**What you should do:**
Every record must come back exactly as given.

**Records to use:**

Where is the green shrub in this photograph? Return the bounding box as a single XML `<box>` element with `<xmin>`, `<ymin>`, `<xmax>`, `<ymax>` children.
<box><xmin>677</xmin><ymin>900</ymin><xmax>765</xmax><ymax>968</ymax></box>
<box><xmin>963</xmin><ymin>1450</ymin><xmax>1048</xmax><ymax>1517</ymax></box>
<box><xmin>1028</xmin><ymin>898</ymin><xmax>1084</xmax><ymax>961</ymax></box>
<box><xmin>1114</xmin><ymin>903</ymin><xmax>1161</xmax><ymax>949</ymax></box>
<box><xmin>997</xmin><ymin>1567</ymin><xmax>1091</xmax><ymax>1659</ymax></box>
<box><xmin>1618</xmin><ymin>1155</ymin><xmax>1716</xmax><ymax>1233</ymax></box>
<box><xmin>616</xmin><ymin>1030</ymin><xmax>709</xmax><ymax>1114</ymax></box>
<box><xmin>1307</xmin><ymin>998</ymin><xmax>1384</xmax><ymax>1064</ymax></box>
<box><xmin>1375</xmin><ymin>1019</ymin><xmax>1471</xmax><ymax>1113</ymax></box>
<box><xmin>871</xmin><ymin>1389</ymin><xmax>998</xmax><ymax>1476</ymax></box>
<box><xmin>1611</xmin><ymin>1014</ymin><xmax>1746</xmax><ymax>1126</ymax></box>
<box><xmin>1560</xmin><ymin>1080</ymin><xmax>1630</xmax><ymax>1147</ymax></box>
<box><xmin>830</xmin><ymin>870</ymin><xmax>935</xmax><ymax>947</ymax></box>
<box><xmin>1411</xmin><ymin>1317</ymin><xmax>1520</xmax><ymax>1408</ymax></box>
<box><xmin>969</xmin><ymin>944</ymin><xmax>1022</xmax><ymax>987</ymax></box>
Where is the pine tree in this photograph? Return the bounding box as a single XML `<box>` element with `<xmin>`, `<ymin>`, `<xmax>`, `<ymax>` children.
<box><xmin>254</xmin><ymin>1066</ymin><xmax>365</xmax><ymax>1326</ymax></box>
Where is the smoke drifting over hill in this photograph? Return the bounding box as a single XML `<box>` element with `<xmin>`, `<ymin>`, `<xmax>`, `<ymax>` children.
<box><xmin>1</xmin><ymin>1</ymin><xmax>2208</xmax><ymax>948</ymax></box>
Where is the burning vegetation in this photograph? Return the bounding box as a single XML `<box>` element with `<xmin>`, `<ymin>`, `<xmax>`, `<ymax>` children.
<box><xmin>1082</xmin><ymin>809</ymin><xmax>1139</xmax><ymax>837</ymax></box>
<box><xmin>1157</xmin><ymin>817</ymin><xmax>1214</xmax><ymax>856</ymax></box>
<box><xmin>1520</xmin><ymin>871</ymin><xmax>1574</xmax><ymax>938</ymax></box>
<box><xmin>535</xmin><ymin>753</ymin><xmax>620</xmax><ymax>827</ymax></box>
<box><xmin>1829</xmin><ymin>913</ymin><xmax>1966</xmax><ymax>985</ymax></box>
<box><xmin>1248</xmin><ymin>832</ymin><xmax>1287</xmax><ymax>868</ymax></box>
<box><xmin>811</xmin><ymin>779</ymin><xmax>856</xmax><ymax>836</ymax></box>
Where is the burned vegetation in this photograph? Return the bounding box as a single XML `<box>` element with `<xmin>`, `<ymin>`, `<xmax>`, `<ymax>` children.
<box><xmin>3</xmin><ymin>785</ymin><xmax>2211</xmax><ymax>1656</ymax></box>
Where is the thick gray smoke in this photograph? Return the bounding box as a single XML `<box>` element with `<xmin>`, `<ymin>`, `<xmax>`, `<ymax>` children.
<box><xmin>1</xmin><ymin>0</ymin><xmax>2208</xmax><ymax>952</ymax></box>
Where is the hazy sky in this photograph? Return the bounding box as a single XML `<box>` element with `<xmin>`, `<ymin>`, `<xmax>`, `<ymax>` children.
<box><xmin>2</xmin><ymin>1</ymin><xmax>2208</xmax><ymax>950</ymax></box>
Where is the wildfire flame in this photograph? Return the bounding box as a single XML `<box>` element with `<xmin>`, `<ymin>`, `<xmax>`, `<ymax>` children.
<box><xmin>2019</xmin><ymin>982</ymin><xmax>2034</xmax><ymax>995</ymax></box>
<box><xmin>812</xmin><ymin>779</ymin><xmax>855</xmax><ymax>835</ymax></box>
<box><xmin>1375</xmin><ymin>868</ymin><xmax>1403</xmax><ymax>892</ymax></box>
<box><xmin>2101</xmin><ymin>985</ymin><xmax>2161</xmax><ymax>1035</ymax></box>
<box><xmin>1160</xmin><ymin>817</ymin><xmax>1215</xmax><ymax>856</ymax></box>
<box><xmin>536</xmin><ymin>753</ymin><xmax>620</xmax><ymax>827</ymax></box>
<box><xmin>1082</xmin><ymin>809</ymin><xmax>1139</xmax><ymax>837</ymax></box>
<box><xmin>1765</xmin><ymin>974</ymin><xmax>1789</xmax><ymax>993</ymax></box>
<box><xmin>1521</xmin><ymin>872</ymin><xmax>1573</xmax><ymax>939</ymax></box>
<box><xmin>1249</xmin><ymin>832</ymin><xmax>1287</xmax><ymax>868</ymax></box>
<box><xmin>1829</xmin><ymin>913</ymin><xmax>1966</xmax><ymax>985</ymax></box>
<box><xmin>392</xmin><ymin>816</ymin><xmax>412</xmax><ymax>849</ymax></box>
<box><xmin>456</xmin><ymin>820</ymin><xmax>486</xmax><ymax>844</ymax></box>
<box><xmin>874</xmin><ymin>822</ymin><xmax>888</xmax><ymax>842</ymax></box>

**Reply:**
Where is the green shrub in this photograph? Return the bounding box as a single XML `<box>` element with `<xmin>`, `<ymin>`, `<xmax>`, `<ymax>` children.
<box><xmin>677</xmin><ymin>900</ymin><xmax>765</xmax><ymax>968</ymax></box>
<box><xmin>963</xmin><ymin>1450</ymin><xmax>1048</xmax><ymax>1517</ymax></box>
<box><xmin>1028</xmin><ymin>898</ymin><xmax>1084</xmax><ymax>961</ymax></box>
<box><xmin>1114</xmin><ymin>903</ymin><xmax>1161</xmax><ymax>949</ymax></box>
<box><xmin>997</xmin><ymin>1567</ymin><xmax>1091</xmax><ymax>1659</ymax></box>
<box><xmin>1618</xmin><ymin>1155</ymin><xmax>1716</xmax><ymax>1233</ymax></box>
<box><xmin>616</xmin><ymin>1030</ymin><xmax>709</xmax><ymax>1114</ymax></box>
<box><xmin>1307</xmin><ymin>998</ymin><xmax>1384</xmax><ymax>1064</ymax></box>
<box><xmin>1375</xmin><ymin>1019</ymin><xmax>1471</xmax><ymax>1113</ymax></box>
<box><xmin>871</xmin><ymin>1389</ymin><xmax>998</xmax><ymax>1476</ymax></box>
<box><xmin>1611</xmin><ymin>1014</ymin><xmax>1746</xmax><ymax>1126</ymax></box>
<box><xmin>1560</xmin><ymin>1080</ymin><xmax>1630</xmax><ymax>1147</ymax></box>
<box><xmin>830</xmin><ymin>870</ymin><xmax>935</xmax><ymax>947</ymax></box>
<box><xmin>1411</xmin><ymin>1317</ymin><xmax>1520</xmax><ymax>1408</ymax></box>
<box><xmin>969</xmin><ymin>944</ymin><xmax>1022</xmax><ymax>987</ymax></box>
Where is the pine tree in this photograph? Return the bounding box as a single XML `<box>` element with `<xmin>`, `<ymin>`, `<xmax>`, `<ymax>` children.
<box><xmin>254</xmin><ymin>1066</ymin><xmax>365</xmax><ymax>1326</ymax></box>
Where is the smoke drifting over hill in this photograph? Return the bounding box as a single XML `<box>` element with `<xmin>`, `<ymin>`, `<xmax>`, `<ymax>` children.
<box><xmin>1</xmin><ymin>1</ymin><xmax>2208</xmax><ymax>948</ymax></box>
Where is the burning vegetation in this photograph? Return the bounding box as a single XML `<box>` element with `<xmin>`, `<ymin>`, `<xmax>`, `<ymax>` children.
<box><xmin>1082</xmin><ymin>809</ymin><xmax>1139</xmax><ymax>837</ymax></box>
<box><xmin>1157</xmin><ymin>817</ymin><xmax>1214</xmax><ymax>856</ymax></box>
<box><xmin>1520</xmin><ymin>871</ymin><xmax>1574</xmax><ymax>938</ymax></box>
<box><xmin>535</xmin><ymin>753</ymin><xmax>620</xmax><ymax>827</ymax></box>
<box><xmin>1829</xmin><ymin>913</ymin><xmax>1966</xmax><ymax>985</ymax></box>
<box><xmin>1248</xmin><ymin>832</ymin><xmax>1287</xmax><ymax>868</ymax></box>
<box><xmin>811</xmin><ymin>779</ymin><xmax>856</xmax><ymax>836</ymax></box>
Where is the burned vegetation in this photograph? Return the bounding box as a single XML `<box>` element with `<xmin>`, `<ymin>`, `<xmax>`, `<ymax>` children.
<box><xmin>3</xmin><ymin>785</ymin><xmax>2211</xmax><ymax>1656</ymax></box>
Where is the thick gray smoke in this photograph? Return the bounding box as a single XML `<box>` element with `<xmin>`, `<ymin>`, `<xmax>`, `<ymax>` children.
<box><xmin>1</xmin><ymin>0</ymin><xmax>2208</xmax><ymax>952</ymax></box>
Where is the hazy sky in this photograph? Return the bounding box as a single XML `<box>` element with `<xmin>`, `<ymin>`, `<xmax>`, `<ymax>` children.
<box><xmin>2</xmin><ymin>1</ymin><xmax>2208</xmax><ymax>950</ymax></box>
Where is the wildfire flame in this photograph? Return the bounding box as a single XML `<box>` element with `<xmin>`, `<ymin>`, `<xmax>`, `<ymax>` children.
<box><xmin>2019</xmin><ymin>982</ymin><xmax>2034</xmax><ymax>995</ymax></box>
<box><xmin>812</xmin><ymin>779</ymin><xmax>855</xmax><ymax>835</ymax></box>
<box><xmin>1375</xmin><ymin>868</ymin><xmax>1403</xmax><ymax>892</ymax></box>
<box><xmin>2101</xmin><ymin>985</ymin><xmax>2161</xmax><ymax>1035</ymax></box>
<box><xmin>1160</xmin><ymin>817</ymin><xmax>1215</xmax><ymax>856</ymax></box>
<box><xmin>536</xmin><ymin>753</ymin><xmax>620</xmax><ymax>827</ymax></box>
<box><xmin>1082</xmin><ymin>809</ymin><xmax>1139</xmax><ymax>837</ymax></box>
<box><xmin>1765</xmin><ymin>974</ymin><xmax>1789</xmax><ymax>993</ymax></box>
<box><xmin>1521</xmin><ymin>872</ymin><xmax>1573</xmax><ymax>939</ymax></box>
<box><xmin>1249</xmin><ymin>832</ymin><xmax>1287</xmax><ymax>868</ymax></box>
<box><xmin>1829</xmin><ymin>913</ymin><xmax>1966</xmax><ymax>985</ymax></box>
<box><xmin>392</xmin><ymin>816</ymin><xmax>412</xmax><ymax>849</ymax></box>
<box><xmin>456</xmin><ymin>820</ymin><xmax>486</xmax><ymax>844</ymax></box>
<box><xmin>874</xmin><ymin>822</ymin><xmax>888</xmax><ymax>842</ymax></box>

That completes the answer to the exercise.